▸ EXTRACTED TEXT
• • • • •

ChAlli in Lisbon

A Road Trip with Captain

January 20, 2024 He Said

chad and captain at miradouro santa luzia

Keeping an annual tradition, Chad headed to Nazaré with a friend.

He Said:

Seth Captain has been a friend of mine for 30 years. I cannot believe I just typed that, but it's true. Objects in mirror are closer than they appear. Mind the gap. Don't blink. We get old faster than I originally thought.

Captain suffers from the same brand of wanderlust that afflicts me. He's been to a yet-to-be-counted number of countries, but my guess is somewhere upward of 120. In one of his adventures, he tried to talk himself onto a crowded ferry somewhere in Southeast Asia during Ramadan by using his last name and declaring he was there to drive the boat. Yes, they let him on.

During college, Captain went to The Netherlands to study abroad for a semester. At the time, I was both envious and excited for him, as living in Europe was always something I wanted to do. Upon his return, I was grateful that he shared his experiences, telling me about the places he went. Describing the canals and coffee shops of Amsterdam. Pinpointing the perfect day of the Van Gogh Museum followed by a trip to the Heineken Brewery. Ultimately, egging on my own wanderlust even more.

It's always great to have people in your life who inspire you and encourage you to do the things you most want to do in life. That's who he is, and that's what he's done for my family. So, when Captain said he wanted to come to Portugal for his first visit here, I was all for it. After all, there are few corners of the globe he's yet to see, so showing him a new country is kind of a badge of honor. Welcome to Portugal, Captain.

• • • • •

▸ Raw records
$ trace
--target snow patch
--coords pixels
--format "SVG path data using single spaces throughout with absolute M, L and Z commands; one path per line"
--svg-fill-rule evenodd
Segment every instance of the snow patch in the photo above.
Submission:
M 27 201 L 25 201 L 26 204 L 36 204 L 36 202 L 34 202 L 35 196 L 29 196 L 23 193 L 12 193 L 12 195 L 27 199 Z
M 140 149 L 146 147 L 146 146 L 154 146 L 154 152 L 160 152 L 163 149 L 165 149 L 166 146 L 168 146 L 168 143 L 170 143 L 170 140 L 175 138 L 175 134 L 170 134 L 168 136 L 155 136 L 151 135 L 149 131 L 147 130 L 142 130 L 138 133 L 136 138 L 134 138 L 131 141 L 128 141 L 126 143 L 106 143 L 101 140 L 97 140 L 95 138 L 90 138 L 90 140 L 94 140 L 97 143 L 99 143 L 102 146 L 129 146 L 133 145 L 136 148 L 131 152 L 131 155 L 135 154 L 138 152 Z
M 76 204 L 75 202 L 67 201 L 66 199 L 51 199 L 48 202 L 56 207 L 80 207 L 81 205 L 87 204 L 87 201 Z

• • • • •

▸ REQUIRED TASKS
[A] Duplicate the road trip post between "A Road Trip" and "let him on.", inclusive.
[B] Summarize the road trip post in two sentences.

▸ RESULTS FOR THE EXERCISE
[A]
A Road Trip with Captain

January 20, 2024 He Said

chad and captain at miradouro santa luzia

Keeping an annual tradition, Chad headed to Nazaré with a friend.

He Said:

Seth Captain has been a friend of mine for 30 years. I cannot believe I just typed that, but it's true. Objects in mirror are closer than they appear. Mind the gap. Don't blink. We get old faster than I originally thought.

Captain suffers from the same brand of wanderlust that afflicts me. He's been to a yet-to-be-counted number of countries, but my guess is somewhere upward of 120. In one of his adventures, he tried to talk himself onto a crowded ferry somewhere in Southeast Asia during Ramadan by using his last name and declaring he was there to drive the boat. Yes, they let him on.

[B] Chad writes that Seth Captain, his friend of 30 years, shares his wanderlust and has visited a great many countries, probably more than 120. Captain's stories from a college semester in The Netherlands fed Chad's own wanderlust, so Chad was all for Captain's first visit to Portugal.